## EXERCISE DIRECTIONS
Please rewrite the listing from its first line through the line with "box: [416, 95, 566, 205]", changing "positive clicks" to "foreground clicks" and leaving everything else as it is.

Start of DATASET EXCERPTS

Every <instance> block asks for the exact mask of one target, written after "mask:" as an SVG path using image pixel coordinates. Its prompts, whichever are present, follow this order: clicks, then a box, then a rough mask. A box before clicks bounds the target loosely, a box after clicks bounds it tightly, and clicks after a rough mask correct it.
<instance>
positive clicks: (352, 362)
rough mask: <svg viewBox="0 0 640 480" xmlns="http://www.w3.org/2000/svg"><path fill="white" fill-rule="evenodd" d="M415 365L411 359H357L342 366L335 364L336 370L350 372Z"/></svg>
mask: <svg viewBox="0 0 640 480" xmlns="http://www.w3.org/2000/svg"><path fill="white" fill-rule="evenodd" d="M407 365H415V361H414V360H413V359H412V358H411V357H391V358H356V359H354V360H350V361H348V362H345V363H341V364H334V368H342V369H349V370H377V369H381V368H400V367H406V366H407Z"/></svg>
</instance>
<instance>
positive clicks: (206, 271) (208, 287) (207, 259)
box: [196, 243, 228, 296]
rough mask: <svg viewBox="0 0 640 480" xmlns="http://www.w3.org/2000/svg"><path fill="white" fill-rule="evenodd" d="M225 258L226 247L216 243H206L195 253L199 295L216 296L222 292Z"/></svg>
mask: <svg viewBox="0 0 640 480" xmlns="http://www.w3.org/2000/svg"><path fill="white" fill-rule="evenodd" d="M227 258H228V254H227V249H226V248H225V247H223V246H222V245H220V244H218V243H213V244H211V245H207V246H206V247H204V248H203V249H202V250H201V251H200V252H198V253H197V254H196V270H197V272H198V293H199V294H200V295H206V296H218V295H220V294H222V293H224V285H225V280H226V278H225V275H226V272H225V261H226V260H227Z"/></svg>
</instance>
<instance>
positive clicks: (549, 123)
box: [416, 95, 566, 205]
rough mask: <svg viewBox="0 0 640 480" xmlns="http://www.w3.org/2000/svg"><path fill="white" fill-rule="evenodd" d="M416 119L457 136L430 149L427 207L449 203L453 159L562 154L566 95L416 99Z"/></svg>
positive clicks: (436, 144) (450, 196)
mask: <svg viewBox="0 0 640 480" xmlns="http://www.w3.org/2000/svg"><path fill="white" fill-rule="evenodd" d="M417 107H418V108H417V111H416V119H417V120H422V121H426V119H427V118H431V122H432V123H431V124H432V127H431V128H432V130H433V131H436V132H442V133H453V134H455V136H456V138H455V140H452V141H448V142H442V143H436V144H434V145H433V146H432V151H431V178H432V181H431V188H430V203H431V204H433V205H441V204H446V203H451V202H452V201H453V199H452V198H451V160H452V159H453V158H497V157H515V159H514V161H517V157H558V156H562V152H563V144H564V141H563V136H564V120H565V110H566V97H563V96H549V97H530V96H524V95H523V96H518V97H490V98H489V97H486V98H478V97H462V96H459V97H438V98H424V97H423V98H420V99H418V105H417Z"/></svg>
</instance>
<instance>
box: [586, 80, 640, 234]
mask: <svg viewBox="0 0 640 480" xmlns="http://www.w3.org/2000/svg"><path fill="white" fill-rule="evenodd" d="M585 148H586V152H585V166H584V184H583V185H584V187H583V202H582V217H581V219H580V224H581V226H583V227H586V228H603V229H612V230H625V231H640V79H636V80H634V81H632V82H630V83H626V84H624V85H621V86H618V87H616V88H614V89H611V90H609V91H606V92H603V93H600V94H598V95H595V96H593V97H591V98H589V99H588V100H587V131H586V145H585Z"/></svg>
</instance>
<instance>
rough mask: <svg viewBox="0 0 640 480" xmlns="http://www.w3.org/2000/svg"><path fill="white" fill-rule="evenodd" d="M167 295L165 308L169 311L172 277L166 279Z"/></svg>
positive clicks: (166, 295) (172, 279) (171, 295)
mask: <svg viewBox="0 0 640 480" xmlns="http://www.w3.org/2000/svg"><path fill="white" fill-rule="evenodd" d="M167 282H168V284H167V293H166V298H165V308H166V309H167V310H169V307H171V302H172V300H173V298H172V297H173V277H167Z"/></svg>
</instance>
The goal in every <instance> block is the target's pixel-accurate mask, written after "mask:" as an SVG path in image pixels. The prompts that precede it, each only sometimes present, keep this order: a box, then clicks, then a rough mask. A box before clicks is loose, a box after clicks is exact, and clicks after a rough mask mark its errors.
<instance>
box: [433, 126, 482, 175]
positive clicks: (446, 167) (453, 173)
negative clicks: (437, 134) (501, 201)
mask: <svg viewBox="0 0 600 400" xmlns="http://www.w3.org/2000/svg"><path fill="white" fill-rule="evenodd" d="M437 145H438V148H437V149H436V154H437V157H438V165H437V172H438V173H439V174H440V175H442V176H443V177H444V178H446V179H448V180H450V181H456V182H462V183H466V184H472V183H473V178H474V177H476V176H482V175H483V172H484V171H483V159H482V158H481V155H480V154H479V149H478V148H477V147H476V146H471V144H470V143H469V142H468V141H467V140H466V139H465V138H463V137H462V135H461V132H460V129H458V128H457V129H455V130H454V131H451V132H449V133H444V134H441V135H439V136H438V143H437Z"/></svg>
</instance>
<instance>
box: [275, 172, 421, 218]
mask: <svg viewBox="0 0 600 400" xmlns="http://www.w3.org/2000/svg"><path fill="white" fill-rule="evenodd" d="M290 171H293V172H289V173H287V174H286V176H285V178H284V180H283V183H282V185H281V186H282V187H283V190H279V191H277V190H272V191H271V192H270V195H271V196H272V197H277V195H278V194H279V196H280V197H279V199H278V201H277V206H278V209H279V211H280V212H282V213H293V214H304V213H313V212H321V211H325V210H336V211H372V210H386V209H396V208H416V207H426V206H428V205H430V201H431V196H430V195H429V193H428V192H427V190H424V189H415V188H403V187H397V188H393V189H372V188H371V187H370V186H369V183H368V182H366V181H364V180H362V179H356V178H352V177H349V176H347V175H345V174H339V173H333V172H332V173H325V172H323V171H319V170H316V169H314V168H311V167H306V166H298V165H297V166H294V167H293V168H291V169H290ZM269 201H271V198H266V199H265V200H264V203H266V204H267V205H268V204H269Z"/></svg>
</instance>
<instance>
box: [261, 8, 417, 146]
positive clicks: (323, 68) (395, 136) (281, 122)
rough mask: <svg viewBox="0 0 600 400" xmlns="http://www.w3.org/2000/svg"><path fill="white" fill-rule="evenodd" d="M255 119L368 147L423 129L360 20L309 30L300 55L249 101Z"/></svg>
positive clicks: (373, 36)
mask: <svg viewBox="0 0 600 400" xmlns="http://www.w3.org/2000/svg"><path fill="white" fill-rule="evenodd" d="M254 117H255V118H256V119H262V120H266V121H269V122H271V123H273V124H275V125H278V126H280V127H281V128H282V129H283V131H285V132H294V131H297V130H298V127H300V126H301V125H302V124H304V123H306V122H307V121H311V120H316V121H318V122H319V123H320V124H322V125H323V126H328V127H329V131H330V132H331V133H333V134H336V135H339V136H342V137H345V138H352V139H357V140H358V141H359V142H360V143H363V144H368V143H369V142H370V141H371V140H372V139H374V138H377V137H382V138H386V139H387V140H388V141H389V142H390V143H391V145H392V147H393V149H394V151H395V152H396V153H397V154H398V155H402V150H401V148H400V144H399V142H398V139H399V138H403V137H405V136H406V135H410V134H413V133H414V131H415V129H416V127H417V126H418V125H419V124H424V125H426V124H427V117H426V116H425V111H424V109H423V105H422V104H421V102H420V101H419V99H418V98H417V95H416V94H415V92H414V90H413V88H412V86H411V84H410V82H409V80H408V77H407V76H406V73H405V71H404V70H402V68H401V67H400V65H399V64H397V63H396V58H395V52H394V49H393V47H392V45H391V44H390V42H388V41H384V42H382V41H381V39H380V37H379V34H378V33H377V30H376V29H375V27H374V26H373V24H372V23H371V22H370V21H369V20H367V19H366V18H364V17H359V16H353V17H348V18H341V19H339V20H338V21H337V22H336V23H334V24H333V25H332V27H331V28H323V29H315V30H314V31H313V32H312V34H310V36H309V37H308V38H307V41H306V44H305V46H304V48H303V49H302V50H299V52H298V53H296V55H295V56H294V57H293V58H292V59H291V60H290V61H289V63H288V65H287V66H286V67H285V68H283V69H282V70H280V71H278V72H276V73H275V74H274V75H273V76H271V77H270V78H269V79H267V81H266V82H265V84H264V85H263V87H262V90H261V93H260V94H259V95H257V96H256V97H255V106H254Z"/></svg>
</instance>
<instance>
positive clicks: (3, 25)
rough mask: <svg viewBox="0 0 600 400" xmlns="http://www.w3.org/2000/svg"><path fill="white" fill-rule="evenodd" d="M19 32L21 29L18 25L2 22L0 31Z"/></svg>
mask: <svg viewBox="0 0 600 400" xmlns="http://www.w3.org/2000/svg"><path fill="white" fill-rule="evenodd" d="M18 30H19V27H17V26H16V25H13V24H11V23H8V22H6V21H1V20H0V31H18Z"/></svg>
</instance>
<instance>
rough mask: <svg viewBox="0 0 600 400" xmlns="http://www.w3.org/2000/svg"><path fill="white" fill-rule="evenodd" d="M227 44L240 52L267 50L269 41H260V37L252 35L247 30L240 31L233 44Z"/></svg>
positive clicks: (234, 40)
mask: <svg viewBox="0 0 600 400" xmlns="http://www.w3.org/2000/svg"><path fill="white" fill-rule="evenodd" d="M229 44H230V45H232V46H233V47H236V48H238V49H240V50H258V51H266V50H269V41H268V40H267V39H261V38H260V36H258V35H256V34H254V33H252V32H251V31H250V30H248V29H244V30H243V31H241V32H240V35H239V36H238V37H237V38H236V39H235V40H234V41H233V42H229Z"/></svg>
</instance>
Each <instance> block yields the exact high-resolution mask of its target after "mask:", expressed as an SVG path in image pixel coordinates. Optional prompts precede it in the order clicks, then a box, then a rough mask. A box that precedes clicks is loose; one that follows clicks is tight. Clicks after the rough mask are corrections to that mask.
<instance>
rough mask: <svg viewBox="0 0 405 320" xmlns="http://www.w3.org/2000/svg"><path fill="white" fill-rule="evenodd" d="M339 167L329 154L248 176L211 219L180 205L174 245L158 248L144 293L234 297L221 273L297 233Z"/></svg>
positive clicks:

End of DATASET EXCERPTS

## WRITTEN SOLUTION
Every <instance> block asks for the exact mask of one target, written after "mask:" as an SVG path using image pixel coordinates. Its prompts, whichever are present, follow this order: clicks, then a box, then a rough mask. A box before clicks bounds the target loosely, a box after clicks bounds it tightly, and clicks after a rough mask correct it.
<instance>
foreground clicks: (352, 362)
rough mask: <svg viewBox="0 0 640 480" xmlns="http://www.w3.org/2000/svg"><path fill="white" fill-rule="evenodd" d="M415 365L411 359H357L342 366L335 364L336 370L350 372Z"/></svg>
mask: <svg viewBox="0 0 640 480" xmlns="http://www.w3.org/2000/svg"><path fill="white" fill-rule="evenodd" d="M407 365H415V361H414V360H413V359H412V358H411V357H391V358H356V359H354V360H350V361H348V362H345V363H341V364H334V368H342V369H349V370H377V369H381V368H400V367H406V366H407Z"/></svg>
</instance>
<instance>
foreground clicks: (206, 271) (208, 287) (207, 259)
box: [196, 243, 228, 296]
rough mask: <svg viewBox="0 0 640 480" xmlns="http://www.w3.org/2000/svg"><path fill="white" fill-rule="evenodd" d="M225 258L226 247L216 243H206L195 253L199 295L216 296L222 292Z"/></svg>
mask: <svg viewBox="0 0 640 480" xmlns="http://www.w3.org/2000/svg"><path fill="white" fill-rule="evenodd" d="M227 258H228V254H227V249H226V248H225V247H223V246H222V245H220V244H218V243H213V244H211V245H207V246H206V247H204V248H203V249H202V250H201V251H200V252H198V253H197V254H196V270H197V272H198V293H199V294H200V295H206V296H218V295H220V294H222V293H224V285H225V280H226V278H225V275H226V272H225V261H226V260H227Z"/></svg>
</instance>
<instance>
foreground clicks: (549, 123)
box: [416, 95, 566, 205]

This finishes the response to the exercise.